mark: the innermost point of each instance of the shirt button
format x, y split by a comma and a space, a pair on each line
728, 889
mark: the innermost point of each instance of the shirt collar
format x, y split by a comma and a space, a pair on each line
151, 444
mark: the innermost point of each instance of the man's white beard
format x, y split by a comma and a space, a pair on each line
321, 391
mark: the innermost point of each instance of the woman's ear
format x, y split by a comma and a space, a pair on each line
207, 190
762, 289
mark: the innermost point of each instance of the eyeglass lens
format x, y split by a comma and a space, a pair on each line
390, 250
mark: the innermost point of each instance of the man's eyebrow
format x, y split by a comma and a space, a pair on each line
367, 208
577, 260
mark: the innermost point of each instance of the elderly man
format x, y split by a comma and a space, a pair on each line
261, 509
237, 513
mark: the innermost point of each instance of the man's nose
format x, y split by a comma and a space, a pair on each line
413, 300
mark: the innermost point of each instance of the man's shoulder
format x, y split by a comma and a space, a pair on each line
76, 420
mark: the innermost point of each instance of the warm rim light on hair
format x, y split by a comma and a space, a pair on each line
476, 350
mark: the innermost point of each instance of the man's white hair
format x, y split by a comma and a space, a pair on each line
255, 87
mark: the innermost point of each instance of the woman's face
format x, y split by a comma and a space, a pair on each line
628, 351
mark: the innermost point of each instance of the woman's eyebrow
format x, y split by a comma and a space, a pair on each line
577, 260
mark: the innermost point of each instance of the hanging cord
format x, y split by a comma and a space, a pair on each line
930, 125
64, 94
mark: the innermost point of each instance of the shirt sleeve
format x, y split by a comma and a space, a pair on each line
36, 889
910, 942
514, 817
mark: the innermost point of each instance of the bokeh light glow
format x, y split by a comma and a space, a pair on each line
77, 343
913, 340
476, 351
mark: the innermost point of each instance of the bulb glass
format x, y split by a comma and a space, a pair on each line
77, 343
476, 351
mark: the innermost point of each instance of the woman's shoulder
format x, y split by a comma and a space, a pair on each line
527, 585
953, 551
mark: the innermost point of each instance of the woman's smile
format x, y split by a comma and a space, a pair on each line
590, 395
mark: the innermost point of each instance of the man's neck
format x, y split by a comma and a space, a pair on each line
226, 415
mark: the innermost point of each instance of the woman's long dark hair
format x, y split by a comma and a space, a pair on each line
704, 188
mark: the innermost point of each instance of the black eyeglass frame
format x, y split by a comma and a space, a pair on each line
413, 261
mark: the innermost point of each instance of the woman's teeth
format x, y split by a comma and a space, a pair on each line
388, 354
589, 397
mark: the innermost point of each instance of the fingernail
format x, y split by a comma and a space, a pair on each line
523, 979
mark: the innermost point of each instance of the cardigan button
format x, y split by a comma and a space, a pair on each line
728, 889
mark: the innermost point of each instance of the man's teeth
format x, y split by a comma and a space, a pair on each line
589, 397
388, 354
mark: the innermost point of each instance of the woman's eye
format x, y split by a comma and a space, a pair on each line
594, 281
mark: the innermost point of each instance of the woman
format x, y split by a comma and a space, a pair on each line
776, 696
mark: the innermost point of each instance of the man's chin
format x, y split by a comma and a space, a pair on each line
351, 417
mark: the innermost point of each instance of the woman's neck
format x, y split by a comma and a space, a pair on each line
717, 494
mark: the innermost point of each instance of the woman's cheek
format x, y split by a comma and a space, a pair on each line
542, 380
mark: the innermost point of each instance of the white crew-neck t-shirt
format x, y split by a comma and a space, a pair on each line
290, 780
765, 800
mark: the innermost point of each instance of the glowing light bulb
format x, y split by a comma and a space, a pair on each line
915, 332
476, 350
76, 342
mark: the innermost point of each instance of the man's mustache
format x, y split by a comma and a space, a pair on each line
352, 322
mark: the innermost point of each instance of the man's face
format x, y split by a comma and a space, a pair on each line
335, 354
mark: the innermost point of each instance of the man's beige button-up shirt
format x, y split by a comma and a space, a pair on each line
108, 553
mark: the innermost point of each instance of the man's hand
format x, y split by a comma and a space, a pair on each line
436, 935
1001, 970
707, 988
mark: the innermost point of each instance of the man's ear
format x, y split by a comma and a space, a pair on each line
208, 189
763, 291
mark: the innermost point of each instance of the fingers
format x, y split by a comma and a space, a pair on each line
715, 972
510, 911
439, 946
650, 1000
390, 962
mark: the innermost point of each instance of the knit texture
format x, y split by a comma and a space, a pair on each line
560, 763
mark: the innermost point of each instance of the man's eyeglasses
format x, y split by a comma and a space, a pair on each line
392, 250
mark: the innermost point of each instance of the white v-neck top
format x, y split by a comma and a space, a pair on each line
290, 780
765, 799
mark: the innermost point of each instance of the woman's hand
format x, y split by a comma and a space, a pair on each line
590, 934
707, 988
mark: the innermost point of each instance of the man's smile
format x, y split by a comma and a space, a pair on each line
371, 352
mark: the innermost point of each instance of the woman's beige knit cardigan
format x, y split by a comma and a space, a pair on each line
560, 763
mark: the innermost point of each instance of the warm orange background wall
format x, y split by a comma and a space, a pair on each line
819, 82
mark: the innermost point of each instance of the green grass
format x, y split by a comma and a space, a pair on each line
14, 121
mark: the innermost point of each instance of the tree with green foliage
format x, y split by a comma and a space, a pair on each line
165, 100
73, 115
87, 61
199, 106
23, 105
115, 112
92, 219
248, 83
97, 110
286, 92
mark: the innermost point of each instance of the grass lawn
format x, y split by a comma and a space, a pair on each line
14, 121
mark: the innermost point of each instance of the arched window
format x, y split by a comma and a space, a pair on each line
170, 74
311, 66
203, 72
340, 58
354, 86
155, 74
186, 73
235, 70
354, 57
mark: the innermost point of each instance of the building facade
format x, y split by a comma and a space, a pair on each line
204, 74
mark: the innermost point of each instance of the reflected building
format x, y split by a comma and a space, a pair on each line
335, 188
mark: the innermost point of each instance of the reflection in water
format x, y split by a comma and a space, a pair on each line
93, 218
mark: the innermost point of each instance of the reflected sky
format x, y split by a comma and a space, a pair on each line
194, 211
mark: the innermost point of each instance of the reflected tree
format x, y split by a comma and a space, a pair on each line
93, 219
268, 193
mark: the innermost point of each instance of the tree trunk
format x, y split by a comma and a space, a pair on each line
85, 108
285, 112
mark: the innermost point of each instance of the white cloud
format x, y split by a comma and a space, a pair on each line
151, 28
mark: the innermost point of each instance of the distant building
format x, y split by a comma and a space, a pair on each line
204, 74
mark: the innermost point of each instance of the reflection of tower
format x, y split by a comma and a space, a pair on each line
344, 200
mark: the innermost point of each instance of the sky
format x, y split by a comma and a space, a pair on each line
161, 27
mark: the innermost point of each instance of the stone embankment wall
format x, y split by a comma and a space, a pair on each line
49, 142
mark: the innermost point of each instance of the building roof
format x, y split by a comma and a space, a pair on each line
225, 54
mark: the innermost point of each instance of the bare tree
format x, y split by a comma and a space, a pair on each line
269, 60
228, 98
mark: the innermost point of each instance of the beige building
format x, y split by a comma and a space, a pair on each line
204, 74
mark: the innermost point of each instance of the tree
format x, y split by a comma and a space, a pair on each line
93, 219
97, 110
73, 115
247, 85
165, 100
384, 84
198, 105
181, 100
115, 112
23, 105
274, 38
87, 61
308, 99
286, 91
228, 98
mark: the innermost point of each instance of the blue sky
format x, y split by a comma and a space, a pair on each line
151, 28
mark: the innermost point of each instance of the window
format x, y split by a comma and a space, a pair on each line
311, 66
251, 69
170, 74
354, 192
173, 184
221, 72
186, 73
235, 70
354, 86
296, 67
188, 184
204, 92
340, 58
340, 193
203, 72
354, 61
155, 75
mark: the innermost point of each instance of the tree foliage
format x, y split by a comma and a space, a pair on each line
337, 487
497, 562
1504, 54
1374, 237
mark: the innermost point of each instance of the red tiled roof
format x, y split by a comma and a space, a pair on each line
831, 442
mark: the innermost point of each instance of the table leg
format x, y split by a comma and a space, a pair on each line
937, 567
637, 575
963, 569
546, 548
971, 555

######

# [Task to complete]
Give back the lines above exactly, from the one with "mark: the innermost point of each instance of the beige" through the last line.

# [Completed exercise]
mark: the innermost point of each instance of the beige building
format x, y split by a comma and a space, a pair on each line
204, 74
mark: the innermost point of each instance of the tree
format x, y split by a comma and a space, a pair on each line
93, 219
97, 110
73, 115
247, 85
165, 100
384, 84
198, 105
181, 100
115, 112
23, 105
274, 38
87, 61
308, 99
286, 91
228, 98
mark: the innermost point of each instance of the blue sky
format x, y split by a comma and a space, a pair on each line
151, 28
mark: the innermost point of each instance of the window
format x, y split by a comma and a space, a pair on each line
311, 66
251, 69
170, 74
354, 192
173, 184
221, 72
186, 73
235, 70
354, 86
296, 67
188, 184
204, 92
340, 58
340, 193
203, 72
354, 61
155, 75
mark: the innermost point of each instance of the tree foliage
format x, y split by a comma and a space, a pair on each line
337, 487
497, 562
1504, 54
1374, 237
mark: the innermost point of each instance of the red tiled roof
format x, y split by a comma and a space, a pair on each line
831, 442
mark: the innermost point of each instance of the table leg
format x, y split by a comma and a space, a pair on each line
937, 567
637, 575
963, 569
546, 548
971, 555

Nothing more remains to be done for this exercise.